» **Extract**:
#####
I have little knowledge with scrapy, although I have been able to scrape several pages, I am trying to scrape some retail in my country, to make things easier for the population when comparing the prices of the products. and here is my problems.
the scrape resppnde 200 seems to be all right, but does not enter the pages to do the scraping, here is my code.
import scrapy
from scrapy.spiders import CrawlSpider, Rule
from scrapy.linkextractors import LinkExtractor
from paris.items import ParisItem
class MercadoSpider(CrawlSpider):
name = 'paris'
allowed_domains = ['www.paris.cl']
start_urls = ['https://www.paris.cl/store/categoria/electro-television-todas-las-tv',
'https://www.paris.cl/store/categoria/electro-television-smart-tv',
'https://www.paris.cl/store/categoria/electro-television-ultrahd',
'https://www.paris.cl/store/categoria/electro-television-curvo-oled',
'https://www.paris.cl/store/categoria/electro-television-monitores',
'https://www.paris.cl/store/categoria/electro-accesorios-soportes-y-cables',
'https://www.paris.cl/store/categoria/electro-accesorios-tv-home-theater',
'https://www.paris.cl/store/categoria/electro-accesorios-tv-bluray-dvd']
rules = {
# Para cada item
Rule(LinkExtractor(allow=(), restrict_xpaths=('//*[contains(@class,"load-more-products")]'))),
Rule(LinkExtractor(allow=(), restrict_xpaths=('//div[@class="itemPromo"]')),
callback='parse_item', follow=False)
#####
» **Set exercise 1**: Translate this sentence from the Scrapy post into Spanish: "I have little knowledge with scrapy, although I have been able to scrape several pages, I am trying to scrape some retail in my country, to make things easier for the population when comparing the prices of the products."
» **Set exercise 2**: Reproduce word for word the portion of the Scrapy post that opens with the words containing "I have little" and closes with "is my code.".
#####
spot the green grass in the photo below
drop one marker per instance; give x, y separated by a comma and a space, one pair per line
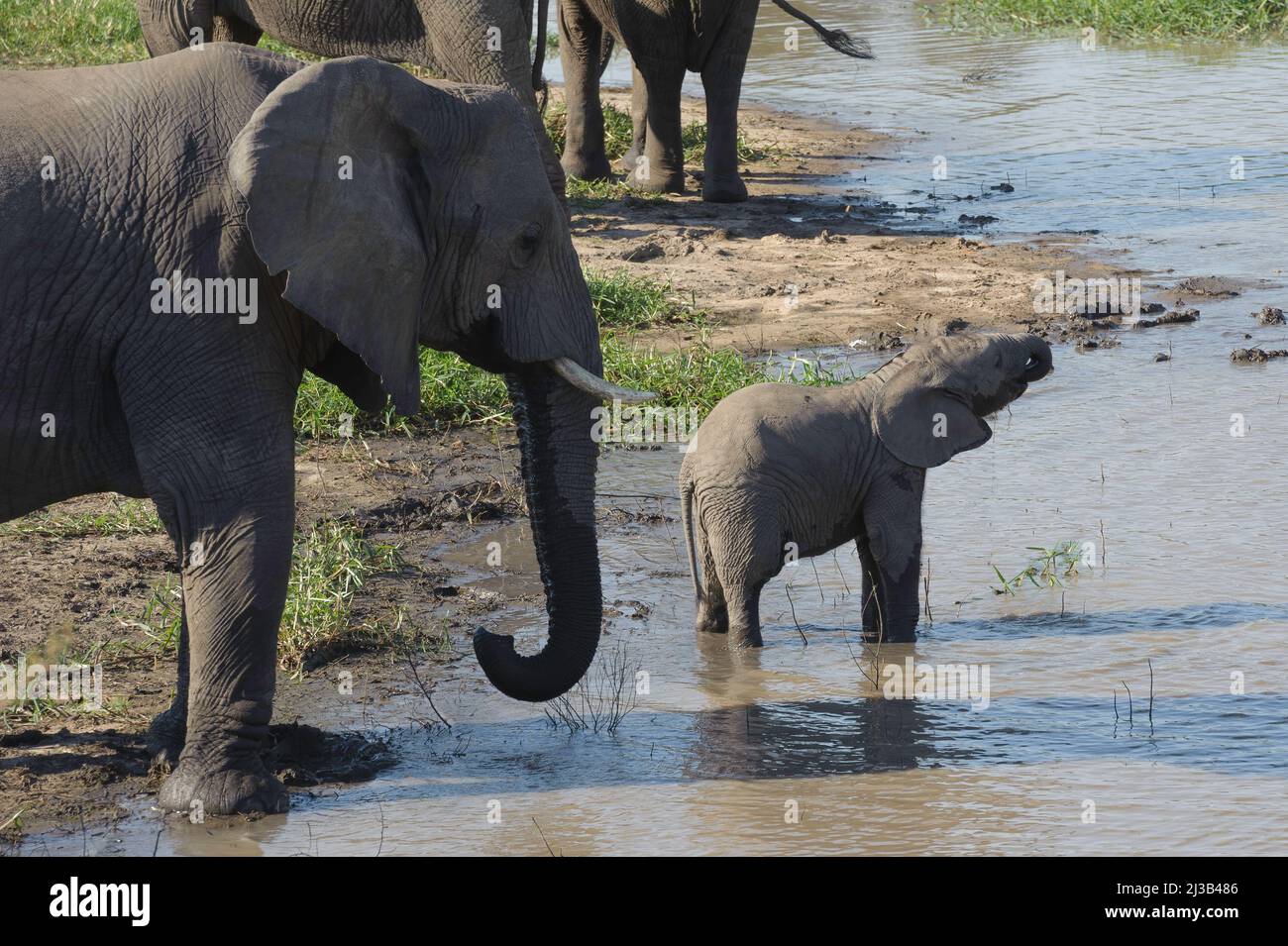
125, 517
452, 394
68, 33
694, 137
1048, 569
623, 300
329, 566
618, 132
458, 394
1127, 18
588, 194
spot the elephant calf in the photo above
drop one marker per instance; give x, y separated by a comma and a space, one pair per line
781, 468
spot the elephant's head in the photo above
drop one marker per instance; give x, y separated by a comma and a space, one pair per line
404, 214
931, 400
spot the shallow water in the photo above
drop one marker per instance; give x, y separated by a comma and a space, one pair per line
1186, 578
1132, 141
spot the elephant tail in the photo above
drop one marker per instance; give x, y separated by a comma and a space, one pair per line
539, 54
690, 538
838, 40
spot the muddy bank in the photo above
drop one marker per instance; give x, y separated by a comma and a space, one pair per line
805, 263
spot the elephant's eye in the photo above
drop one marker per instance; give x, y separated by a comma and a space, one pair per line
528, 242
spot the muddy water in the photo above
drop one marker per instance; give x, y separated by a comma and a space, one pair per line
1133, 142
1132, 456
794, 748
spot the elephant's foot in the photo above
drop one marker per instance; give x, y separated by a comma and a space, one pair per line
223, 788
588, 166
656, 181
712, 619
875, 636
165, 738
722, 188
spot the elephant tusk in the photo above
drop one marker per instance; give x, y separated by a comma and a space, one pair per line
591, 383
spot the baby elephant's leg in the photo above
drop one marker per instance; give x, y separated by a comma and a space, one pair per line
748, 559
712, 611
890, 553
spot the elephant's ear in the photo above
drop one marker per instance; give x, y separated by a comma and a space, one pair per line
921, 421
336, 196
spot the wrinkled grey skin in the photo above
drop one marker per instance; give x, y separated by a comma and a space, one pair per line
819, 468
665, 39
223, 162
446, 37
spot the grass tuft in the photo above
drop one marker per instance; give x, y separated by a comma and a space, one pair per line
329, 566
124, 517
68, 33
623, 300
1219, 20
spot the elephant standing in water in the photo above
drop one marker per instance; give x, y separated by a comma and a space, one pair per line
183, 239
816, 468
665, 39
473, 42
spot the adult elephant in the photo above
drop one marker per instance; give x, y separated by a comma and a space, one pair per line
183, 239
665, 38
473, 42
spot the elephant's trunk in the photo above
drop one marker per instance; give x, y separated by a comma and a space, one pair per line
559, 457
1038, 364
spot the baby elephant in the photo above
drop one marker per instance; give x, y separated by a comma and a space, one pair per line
#####
» **Exercise solution 1**: Tengo poco conocimiento de scrapy; aunque he podido hacer scraping de varias páginas, estoy intentando hacer scraping de algunos comercios minoristas de mi país, para facilitarle las cosas a la población al comparar los precios de los productos.

» **Exercise solution 2**:
I have little knowledge with scrapy, although I have been able to scrape several pages, I am trying to scrape some retail in my country, to make things easier for the population when comparing the prices of the products. and here is my problems.
the scrape resppnde 200 seems to be all right, but does not enter the pages to do the scraping, here is my code.